Start of Dataset excerpts
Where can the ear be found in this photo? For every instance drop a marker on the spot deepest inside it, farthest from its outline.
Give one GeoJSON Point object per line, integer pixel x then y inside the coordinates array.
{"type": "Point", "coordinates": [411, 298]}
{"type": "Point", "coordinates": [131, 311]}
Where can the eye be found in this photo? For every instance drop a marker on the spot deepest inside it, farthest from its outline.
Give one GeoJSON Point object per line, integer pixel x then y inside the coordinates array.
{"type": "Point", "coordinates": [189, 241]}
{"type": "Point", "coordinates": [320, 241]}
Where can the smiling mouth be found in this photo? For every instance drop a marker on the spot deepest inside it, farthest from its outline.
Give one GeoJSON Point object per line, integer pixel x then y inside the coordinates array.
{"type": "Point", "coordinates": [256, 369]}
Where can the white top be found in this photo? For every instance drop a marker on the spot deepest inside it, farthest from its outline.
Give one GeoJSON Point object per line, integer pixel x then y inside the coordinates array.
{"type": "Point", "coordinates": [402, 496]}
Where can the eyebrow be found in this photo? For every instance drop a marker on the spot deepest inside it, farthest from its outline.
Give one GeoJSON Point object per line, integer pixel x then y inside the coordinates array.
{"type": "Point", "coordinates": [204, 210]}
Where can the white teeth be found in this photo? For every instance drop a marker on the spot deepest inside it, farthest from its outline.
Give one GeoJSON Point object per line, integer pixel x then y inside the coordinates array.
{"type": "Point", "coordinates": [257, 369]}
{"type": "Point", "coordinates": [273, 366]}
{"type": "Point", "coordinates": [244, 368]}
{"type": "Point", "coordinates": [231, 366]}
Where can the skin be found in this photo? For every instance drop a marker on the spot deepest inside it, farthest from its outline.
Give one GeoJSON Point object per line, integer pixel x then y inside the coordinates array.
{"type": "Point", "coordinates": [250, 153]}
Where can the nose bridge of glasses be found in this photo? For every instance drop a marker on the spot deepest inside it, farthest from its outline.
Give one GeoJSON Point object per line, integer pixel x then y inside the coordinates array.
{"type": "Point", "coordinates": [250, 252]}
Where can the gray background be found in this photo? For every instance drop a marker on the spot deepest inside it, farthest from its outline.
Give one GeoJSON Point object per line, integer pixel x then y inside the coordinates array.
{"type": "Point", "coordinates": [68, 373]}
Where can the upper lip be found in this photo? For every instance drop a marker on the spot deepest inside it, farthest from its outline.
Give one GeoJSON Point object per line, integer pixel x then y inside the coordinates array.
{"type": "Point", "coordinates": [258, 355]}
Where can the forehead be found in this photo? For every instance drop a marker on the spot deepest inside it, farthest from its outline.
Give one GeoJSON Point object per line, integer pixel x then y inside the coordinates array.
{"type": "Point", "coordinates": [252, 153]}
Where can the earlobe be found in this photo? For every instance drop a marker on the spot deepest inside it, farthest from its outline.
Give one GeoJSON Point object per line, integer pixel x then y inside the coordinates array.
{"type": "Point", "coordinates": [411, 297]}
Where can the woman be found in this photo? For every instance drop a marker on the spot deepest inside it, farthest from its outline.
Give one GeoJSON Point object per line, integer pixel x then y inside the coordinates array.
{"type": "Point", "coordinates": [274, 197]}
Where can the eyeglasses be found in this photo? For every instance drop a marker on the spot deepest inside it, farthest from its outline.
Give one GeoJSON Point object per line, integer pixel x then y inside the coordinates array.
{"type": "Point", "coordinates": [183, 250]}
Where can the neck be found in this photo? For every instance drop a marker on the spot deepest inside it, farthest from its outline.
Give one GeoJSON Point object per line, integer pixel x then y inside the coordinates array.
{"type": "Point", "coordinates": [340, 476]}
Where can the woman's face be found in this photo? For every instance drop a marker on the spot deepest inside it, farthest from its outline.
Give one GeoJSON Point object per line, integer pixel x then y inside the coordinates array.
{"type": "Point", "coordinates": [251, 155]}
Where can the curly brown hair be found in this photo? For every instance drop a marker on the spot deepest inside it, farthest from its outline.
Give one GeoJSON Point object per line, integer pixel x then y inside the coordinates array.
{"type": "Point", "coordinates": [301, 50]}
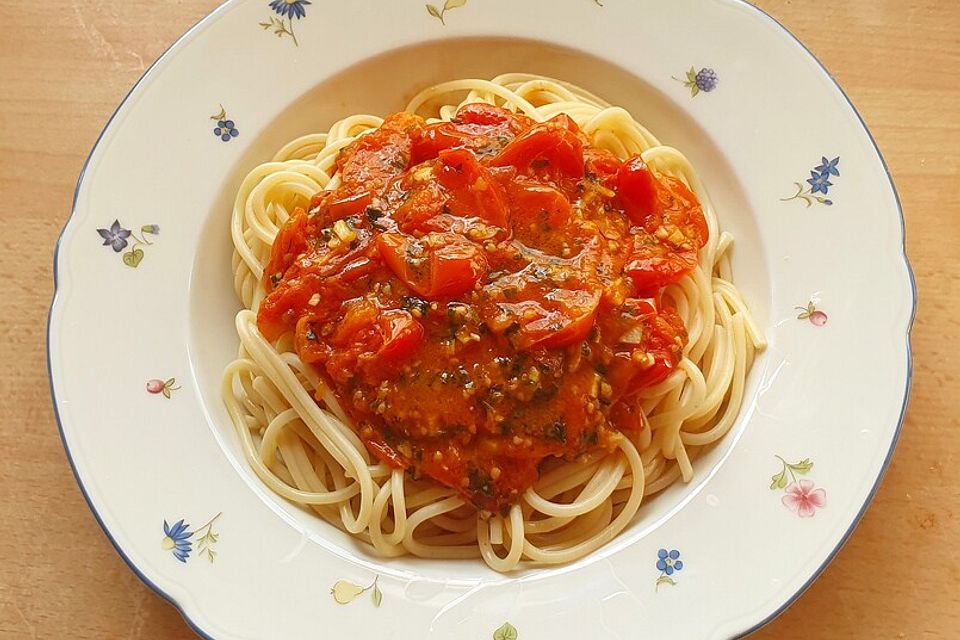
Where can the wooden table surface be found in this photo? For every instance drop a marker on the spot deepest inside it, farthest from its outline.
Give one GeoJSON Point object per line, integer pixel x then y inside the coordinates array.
{"type": "Point", "coordinates": [64, 66]}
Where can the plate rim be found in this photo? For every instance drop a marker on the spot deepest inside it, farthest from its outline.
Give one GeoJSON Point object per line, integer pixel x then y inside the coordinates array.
{"type": "Point", "coordinates": [224, 6]}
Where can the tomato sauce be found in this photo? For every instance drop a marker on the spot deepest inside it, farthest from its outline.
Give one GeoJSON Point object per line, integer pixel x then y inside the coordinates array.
{"type": "Point", "coordinates": [485, 294]}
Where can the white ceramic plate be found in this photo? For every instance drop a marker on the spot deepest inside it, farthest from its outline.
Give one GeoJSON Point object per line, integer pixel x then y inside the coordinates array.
{"type": "Point", "coordinates": [141, 328]}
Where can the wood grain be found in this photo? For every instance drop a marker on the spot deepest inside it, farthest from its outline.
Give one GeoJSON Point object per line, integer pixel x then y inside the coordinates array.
{"type": "Point", "coordinates": [64, 66]}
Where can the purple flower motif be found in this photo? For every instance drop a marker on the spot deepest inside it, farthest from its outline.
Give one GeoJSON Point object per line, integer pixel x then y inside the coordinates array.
{"type": "Point", "coordinates": [116, 236]}
{"type": "Point", "coordinates": [176, 538]}
{"type": "Point", "coordinates": [819, 182]}
{"type": "Point", "coordinates": [225, 130]}
{"type": "Point", "coordinates": [707, 79]}
{"type": "Point", "coordinates": [669, 561]}
{"type": "Point", "coordinates": [828, 167]}
{"type": "Point", "coordinates": [290, 8]}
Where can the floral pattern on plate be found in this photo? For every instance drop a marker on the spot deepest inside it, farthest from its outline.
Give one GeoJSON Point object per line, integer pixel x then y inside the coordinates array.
{"type": "Point", "coordinates": [226, 128]}
{"type": "Point", "coordinates": [177, 539]}
{"type": "Point", "coordinates": [810, 312]}
{"type": "Point", "coordinates": [800, 495]}
{"type": "Point", "coordinates": [705, 80]}
{"type": "Point", "coordinates": [282, 23]}
{"type": "Point", "coordinates": [345, 592]}
{"type": "Point", "coordinates": [669, 563]}
{"type": "Point", "coordinates": [118, 238]}
{"type": "Point", "coordinates": [162, 387]}
{"type": "Point", "coordinates": [819, 182]}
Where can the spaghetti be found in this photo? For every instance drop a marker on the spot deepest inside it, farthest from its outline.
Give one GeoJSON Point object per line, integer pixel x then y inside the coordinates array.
{"type": "Point", "coordinates": [316, 445]}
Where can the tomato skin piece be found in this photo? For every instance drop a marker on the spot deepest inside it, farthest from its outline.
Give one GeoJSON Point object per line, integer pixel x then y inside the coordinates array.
{"type": "Point", "coordinates": [484, 128]}
{"type": "Point", "coordinates": [446, 267]}
{"type": "Point", "coordinates": [577, 324]}
{"type": "Point", "coordinates": [531, 199]}
{"type": "Point", "coordinates": [603, 165]}
{"type": "Point", "coordinates": [653, 266]}
{"type": "Point", "coordinates": [334, 206]}
{"type": "Point", "coordinates": [290, 242]}
{"type": "Point", "coordinates": [472, 189]}
{"type": "Point", "coordinates": [402, 334]}
{"type": "Point", "coordinates": [637, 189]}
{"type": "Point", "coordinates": [553, 142]}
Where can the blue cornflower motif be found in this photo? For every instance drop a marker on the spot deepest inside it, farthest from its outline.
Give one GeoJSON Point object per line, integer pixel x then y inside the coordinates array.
{"type": "Point", "coordinates": [291, 8]}
{"type": "Point", "coordinates": [819, 182]}
{"type": "Point", "coordinates": [116, 236]}
{"type": "Point", "coordinates": [706, 80]}
{"type": "Point", "coordinates": [226, 130]}
{"type": "Point", "coordinates": [828, 167]}
{"type": "Point", "coordinates": [669, 561]}
{"type": "Point", "coordinates": [177, 540]}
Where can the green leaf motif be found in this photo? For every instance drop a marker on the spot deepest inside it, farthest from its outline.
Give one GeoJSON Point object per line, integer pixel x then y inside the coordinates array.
{"type": "Point", "coordinates": [779, 480]}
{"type": "Point", "coordinates": [664, 579]}
{"type": "Point", "coordinates": [132, 258]}
{"type": "Point", "coordinates": [506, 632]}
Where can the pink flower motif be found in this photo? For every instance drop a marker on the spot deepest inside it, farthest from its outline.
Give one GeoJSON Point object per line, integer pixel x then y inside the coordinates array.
{"type": "Point", "coordinates": [803, 499]}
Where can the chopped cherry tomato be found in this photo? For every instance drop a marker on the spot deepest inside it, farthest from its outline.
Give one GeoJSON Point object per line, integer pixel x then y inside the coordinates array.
{"type": "Point", "coordinates": [673, 233]}
{"type": "Point", "coordinates": [290, 242]}
{"type": "Point", "coordinates": [439, 265]}
{"type": "Point", "coordinates": [335, 206]}
{"type": "Point", "coordinates": [473, 190]}
{"type": "Point", "coordinates": [602, 165]}
{"type": "Point", "coordinates": [402, 334]}
{"type": "Point", "coordinates": [485, 275]}
{"type": "Point", "coordinates": [637, 189]}
{"type": "Point", "coordinates": [551, 144]}
{"type": "Point", "coordinates": [483, 128]}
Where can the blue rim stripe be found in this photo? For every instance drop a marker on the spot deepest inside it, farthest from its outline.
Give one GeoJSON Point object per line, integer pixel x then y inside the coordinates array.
End of Dataset excerpts
> _Set exercise_: Extract, exactly, the lines above that begin at the line containing "Where can the blue rim" and end at the final line of the records; add no other text.

> _Complete response_:
Where can the blue rim stripe be found in this photo? For every instance drop a marker on the spot deepest inside it, farthest from its outline.
Give one GeoJSON Point object per line, integer pixel x then y inside the coordinates array.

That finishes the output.